Exercise requirements =
1. Transcribe a section of the passage on the Barbican's history word for word. Begin at the words "The site was" and stop after "into a reality.".
2. According to the passage on the Barbican's history, which three architects were responsible for the complex?
3. Pick up the passage on the Barbican's history after its last sentence and keep writing it.

Document extract =
>> begin
The site was levelled during the blitz of London in 1940. Some 60 acres of the city was left desolate and remained untouched while less severely damaged parts of the City were rebuilt. But it was not long before it was seen as an opportunity. In August 1956, the Minister of Housing, Duncan Sandys, invited the Lord Mayor and the Corporation of London to create a residential area in the City. The Common Council of the Corporation spent the next 26 years turning it from a ministerial exhortation into a reality.
The ideas behind the Barbican were ambitious, noble and visionary. According to George Vine, a member of the Barbican Committee for 13 years, writing in 1974, the intention behind the Barbican development was to bring back life into the City. It looked towards other grand pieces of urban layout in London and was clearly inspired by the ideas of urban living pioneered and defined by Le Corbusier.
In a perceptive article by Loyd Grossman in 1982, writing in Harper's and Queen, he specifically related the architectural inspiration of the Barbican's huge columns to Corbusier's "Villes Pilotis" of 1915. Grossman also claims "it lacks a suitably grand entrance". We can all agree on that. "Arriving by foot is daunting, arriving by car is depressing." And he pinpointed the trouble caused by the high walk system, the first of its kind in London and the only one. By pushing activity up 20 feet into the sky, you have what he called "an unhappy result - a town without streets, theoretically efficient and salubrious but practically bland and sterile".
Yet despite these criticisms, Grossman concluded, "It is highly accomplished, it is good architecture." Another trenchant architectural critic of the time, Kenneth Robinson, also concluded on an upbeat note: "It is impossible not to be impressed by some indefinable quality about an architecture that is so alien to London and yet now seems so rooted in the site."
How did the final result emerge? Some of it was no accident; it was design, the inspiration of two of the three architects responsible for the complex, Chamberlin, Powell and Bon. And yet, according to the sole survivor of the three, Powell, there had been an earlier vision of the estate, a very different one. It consisted of lower housing, in more varied configurations laid out in ziggurat style. Instead of the existing curtain wall effect, the denser, more intimate, more differentiated first Barbican layout would have been surrounded by a green moat allowing an open view of the site.
>> end
Data records =
>> begin
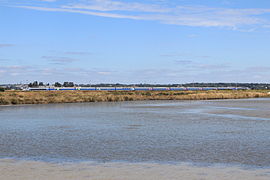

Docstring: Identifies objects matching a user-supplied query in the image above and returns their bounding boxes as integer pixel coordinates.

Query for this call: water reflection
[0,99,270,166]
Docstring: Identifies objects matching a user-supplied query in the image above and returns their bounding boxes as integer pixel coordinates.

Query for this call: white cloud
[7,0,270,31]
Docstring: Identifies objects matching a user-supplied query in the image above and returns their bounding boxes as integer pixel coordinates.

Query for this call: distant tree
[28,81,38,87]
[33,81,38,87]
[54,82,62,87]
[63,82,74,87]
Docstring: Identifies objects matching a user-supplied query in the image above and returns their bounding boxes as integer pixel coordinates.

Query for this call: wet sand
[0,159,270,180]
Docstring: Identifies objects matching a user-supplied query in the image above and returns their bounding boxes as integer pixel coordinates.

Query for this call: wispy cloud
[41,56,77,65]
[0,44,15,48]
[12,0,270,29]
[65,51,92,55]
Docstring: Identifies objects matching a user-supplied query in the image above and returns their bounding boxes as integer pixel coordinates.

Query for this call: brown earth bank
[0,90,270,105]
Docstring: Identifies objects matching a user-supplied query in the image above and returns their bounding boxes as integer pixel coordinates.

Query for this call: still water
[0,99,270,167]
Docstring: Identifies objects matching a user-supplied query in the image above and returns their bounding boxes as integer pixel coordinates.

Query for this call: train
[24,87,249,91]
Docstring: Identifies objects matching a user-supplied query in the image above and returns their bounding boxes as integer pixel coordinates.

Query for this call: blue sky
[0,0,270,84]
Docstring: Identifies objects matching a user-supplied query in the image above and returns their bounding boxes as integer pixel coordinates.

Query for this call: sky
[0,0,270,84]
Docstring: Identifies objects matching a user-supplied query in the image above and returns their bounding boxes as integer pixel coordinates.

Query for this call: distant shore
[0,90,270,105]
[0,159,270,180]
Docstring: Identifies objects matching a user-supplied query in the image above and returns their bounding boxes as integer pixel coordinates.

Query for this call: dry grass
[0,90,270,105]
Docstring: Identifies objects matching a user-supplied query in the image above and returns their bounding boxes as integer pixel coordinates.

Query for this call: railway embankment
[0,90,270,105]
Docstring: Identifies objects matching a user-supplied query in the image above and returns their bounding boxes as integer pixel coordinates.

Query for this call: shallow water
[0,99,270,167]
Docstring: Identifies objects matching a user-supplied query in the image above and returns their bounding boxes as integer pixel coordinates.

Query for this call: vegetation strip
[0,90,270,105]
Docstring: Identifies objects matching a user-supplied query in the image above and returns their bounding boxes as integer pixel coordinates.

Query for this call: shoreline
[0,159,270,180]
[0,90,270,105]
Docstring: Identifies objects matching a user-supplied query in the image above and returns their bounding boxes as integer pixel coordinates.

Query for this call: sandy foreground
[0,159,270,180]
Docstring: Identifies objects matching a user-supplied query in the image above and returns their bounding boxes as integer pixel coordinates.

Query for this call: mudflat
[0,159,270,180]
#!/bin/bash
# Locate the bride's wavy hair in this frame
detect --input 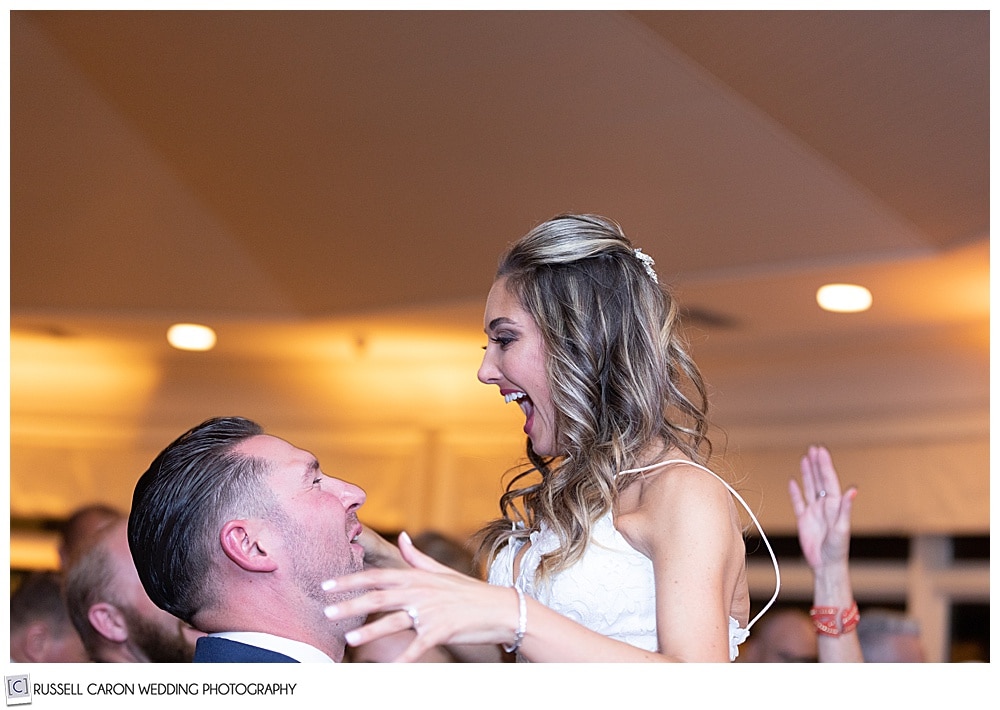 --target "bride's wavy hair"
[479,215,711,579]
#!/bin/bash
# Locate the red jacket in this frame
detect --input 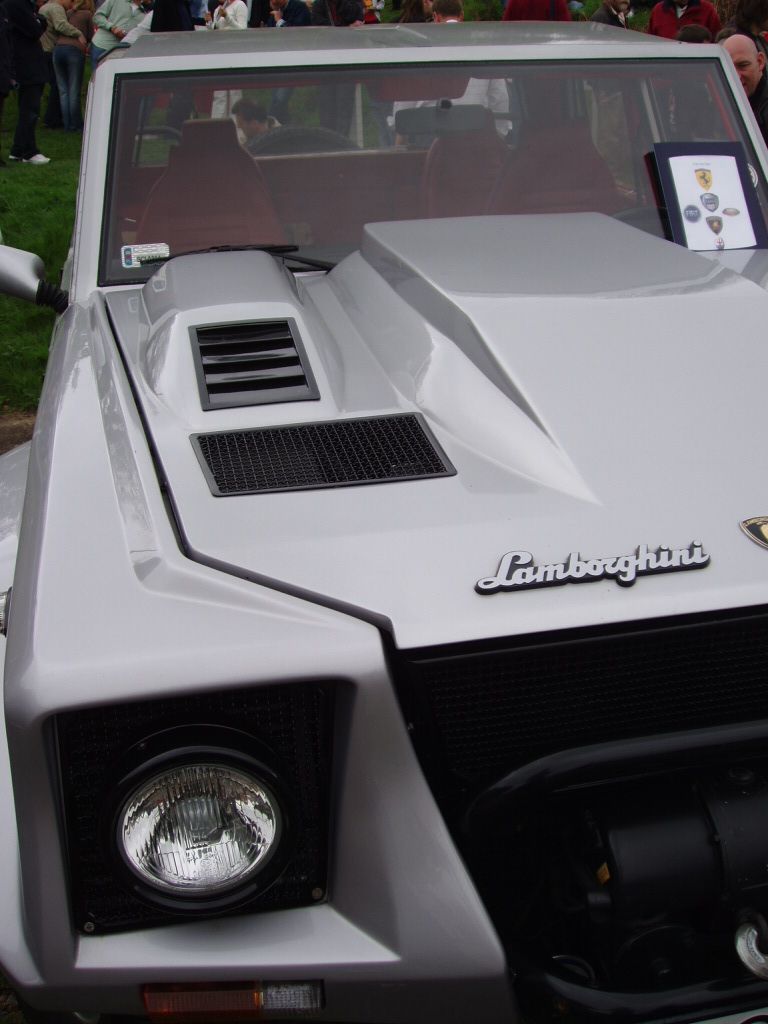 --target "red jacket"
[648,0,720,40]
[502,0,570,22]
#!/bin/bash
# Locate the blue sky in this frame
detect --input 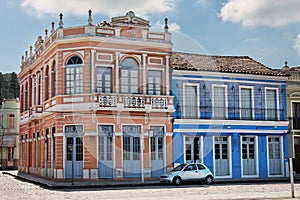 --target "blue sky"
[0,0,300,73]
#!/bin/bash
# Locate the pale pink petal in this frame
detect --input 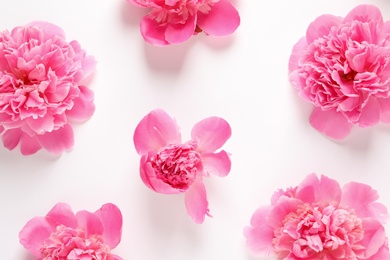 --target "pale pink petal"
[202,151,231,177]
[76,210,104,237]
[140,155,183,194]
[197,0,240,36]
[46,203,77,228]
[37,125,74,154]
[244,206,274,255]
[191,117,232,153]
[341,182,387,219]
[306,14,343,44]
[19,217,55,256]
[95,203,122,249]
[165,15,196,44]
[140,16,169,46]
[66,86,95,121]
[310,107,353,139]
[296,173,341,203]
[185,179,210,224]
[133,109,181,155]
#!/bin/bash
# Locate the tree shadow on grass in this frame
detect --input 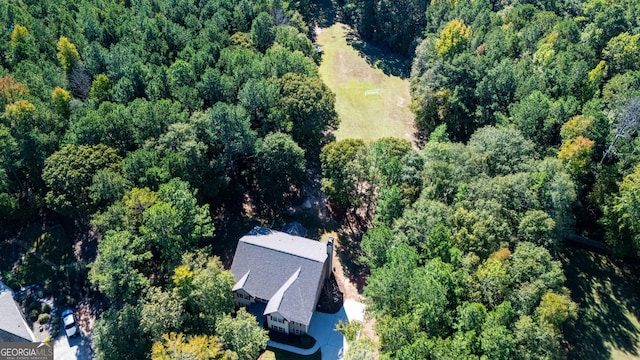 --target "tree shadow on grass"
[347,29,411,79]
[561,246,640,360]
[336,231,369,294]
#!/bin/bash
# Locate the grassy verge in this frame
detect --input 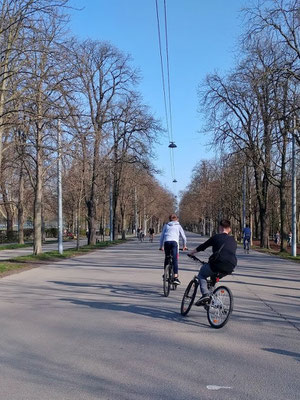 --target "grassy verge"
[0,243,33,251]
[0,240,126,276]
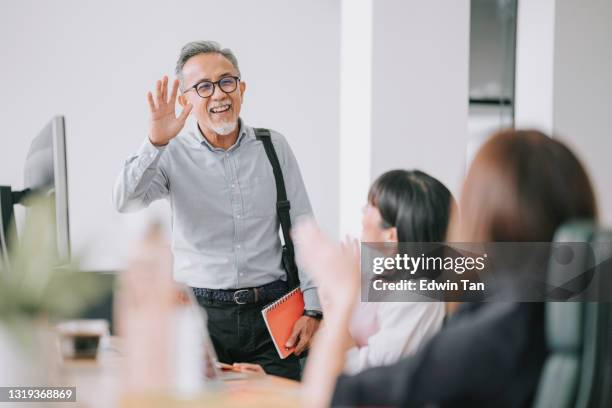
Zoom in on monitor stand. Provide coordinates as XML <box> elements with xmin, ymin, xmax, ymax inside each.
<box><xmin>0</xmin><ymin>186</ymin><xmax>30</xmax><ymax>269</ymax></box>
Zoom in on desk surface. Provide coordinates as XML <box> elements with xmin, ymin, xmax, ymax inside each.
<box><xmin>60</xmin><ymin>338</ymin><xmax>300</xmax><ymax>408</ymax></box>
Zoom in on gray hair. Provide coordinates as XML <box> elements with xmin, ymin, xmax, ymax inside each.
<box><xmin>174</xmin><ymin>41</ymin><xmax>240</xmax><ymax>83</ymax></box>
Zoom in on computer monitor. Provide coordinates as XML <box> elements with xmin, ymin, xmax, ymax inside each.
<box><xmin>0</xmin><ymin>116</ymin><xmax>70</xmax><ymax>267</ymax></box>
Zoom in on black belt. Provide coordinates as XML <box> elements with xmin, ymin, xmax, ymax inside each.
<box><xmin>191</xmin><ymin>279</ymin><xmax>288</xmax><ymax>305</ymax></box>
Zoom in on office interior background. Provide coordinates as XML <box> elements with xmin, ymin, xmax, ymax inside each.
<box><xmin>0</xmin><ymin>0</ymin><xmax>612</xmax><ymax>271</ymax></box>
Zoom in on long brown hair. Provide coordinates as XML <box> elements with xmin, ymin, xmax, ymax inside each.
<box><xmin>449</xmin><ymin>130</ymin><xmax>597</xmax><ymax>242</ymax></box>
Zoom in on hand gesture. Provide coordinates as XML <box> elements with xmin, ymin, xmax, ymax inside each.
<box><xmin>293</xmin><ymin>220</ymin><xmax>361</xmax><ymax>321</ymax></box>
<box><xmin>147</xmin><ymin>76</ymin><xmax>193</xmax><ymax>146</ymax></box>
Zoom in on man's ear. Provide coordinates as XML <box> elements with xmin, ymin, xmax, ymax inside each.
<box><xmin>240</xmin><ymin>81</ymin><xmax>246</xmax><ymax>102</ymax></box>
<box><xmin>385</xmin><ymin>227</ymin><xmax>397</xmax><ymax>242</ymax></box>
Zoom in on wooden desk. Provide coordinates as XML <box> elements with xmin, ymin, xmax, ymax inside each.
<box><xmin>60</xmin><ymin>338</ymin><xmax>300</xmax><ymax>408</ymax></box>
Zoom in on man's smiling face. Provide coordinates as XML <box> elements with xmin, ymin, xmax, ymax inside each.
<box><xmin>181</xmin><ymin>53</ymin><xmax>246</xmax><ymax>135</ymax></box>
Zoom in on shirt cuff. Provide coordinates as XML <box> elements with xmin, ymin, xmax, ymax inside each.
<box><xmin>302</xmin><ymin>288</ymin><xmax>321</xmax><ymax>312</ymax></box>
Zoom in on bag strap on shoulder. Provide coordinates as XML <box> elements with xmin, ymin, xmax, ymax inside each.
<box><xmin>254</xmin><ymin>128</ymin><xmax>300</xmax><ymax>289</ymax></box>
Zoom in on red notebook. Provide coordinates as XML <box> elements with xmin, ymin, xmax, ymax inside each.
<box><xmin>261</xmin><ymin>288</ymin><xmax>304</xmax><ymax>358</ymax></box>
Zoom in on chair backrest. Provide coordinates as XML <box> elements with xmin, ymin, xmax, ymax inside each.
<box><xmin>534</xmin><ymin>221</ymin><xmax>612</xmax><ymax>408</ymax></box>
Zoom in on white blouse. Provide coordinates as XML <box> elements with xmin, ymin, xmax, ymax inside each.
<box><xmin>344</xmin><ymin>302</ymin><xmax>445</xmax><ymax>374</ymax></box>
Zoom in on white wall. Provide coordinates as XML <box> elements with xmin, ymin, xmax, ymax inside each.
<box><xmin>372</xmin><ymin>0</ymin><xmax>470</xmax><ymax>198</ymax></box>
<box><xmin>553</xmin><ymin>0</ymin><xmax>612</xmax><ymax>225</ymax></box>
<box><xmin>0</xmin><ymin>0</ymin><xmax>340</xmax><ymax>269</ymax></box>
<box><xmin>514</xmin><ymin>0</ymin><xmax>555</xmax><ymax>132</ymax></box>
<box><xmin>516</xmin><ymin>0</ymin><xmax>612</xmax><ymax>225</ymax></box>
<box><xmin>340</xmin><ymin>0</ymin><xmax>470</xmax><ymax>236</ymax></box>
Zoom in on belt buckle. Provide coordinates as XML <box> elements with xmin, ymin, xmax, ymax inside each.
<box><xmin>234</xmin><ymin>289</ymin><xmax>249</xmax><ymax>305</ymax></box>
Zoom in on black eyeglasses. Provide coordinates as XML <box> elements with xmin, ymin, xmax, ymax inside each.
<box><xmin>183</xmin><ymin>76</ymin><xmax>240</xmax><ymax>98</ymax></box>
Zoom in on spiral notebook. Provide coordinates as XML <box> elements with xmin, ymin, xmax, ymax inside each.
<box><xmin>261</xmin><ymin>288</ymin><xmax>304</xmax><ymax>358</ymax></box>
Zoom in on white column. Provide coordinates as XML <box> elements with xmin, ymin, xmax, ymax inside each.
<box><xmin>515</xmin><ymin>0</ymin><xmax>612</xmax><ymax>225</ymax></box>
<box><xmin>339</xmin><ymin>0</ymin><xmax>372</xmax><ymax>237</ymax></box>
<box><xmin>514</xmin><ymin>0</ymin><xmax>555</xmax><ymax>133</ymax></box>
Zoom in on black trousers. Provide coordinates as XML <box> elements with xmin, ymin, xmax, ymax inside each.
<box><xmin>197</xmin><ymin>297</ymin><xmax>301</xmax><ymax>381</ymax></box>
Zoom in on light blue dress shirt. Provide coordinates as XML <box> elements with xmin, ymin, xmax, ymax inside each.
<box><xmin>113</xmin><ymin>120</ymin><xmax>320</xmax><ymax>310</ymax></box>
>> end
Responses to the tasks =
1.
The site was levelled during the blitz of London in 1940. Some 60 acres of the city was left desolate and remained untouched while less severely damaged parts of the City were rebuilt. But it was not long before it was seen as an opportunity. In August 1956, the Minister of Housing, Duncan Sandys, invited the Lord Mayor and the Corporation of London to create a residential area in the City. The Common Council of the Corporation spent the next 26 years turning it from a ministerial exhortation into a reality.

2. Chamberlin, Powell and Bon.

3.
So why was there such a dramatic change from one kind of scheme to the one we know today? According to Geoffrey Powell, it was the Corporation's insistence on the application of the high walk system - the separation of pedestrians from traffic. The need to apply it altered the style, architecture, nature and feeling of the estate.
But worse was to come. Having insisted on separation in the Barbican development, the Corporation's planners failed to stick to their high walk principles elsewhere. Finally the Corporation's Planning Committee failed to insist on a high walk system on the west side of Aldersgate Street which would have linked to the Barbican Station footbridge and then over to the estate. The Barbican complex was left stranded, literally high and dry, six metres off the ground.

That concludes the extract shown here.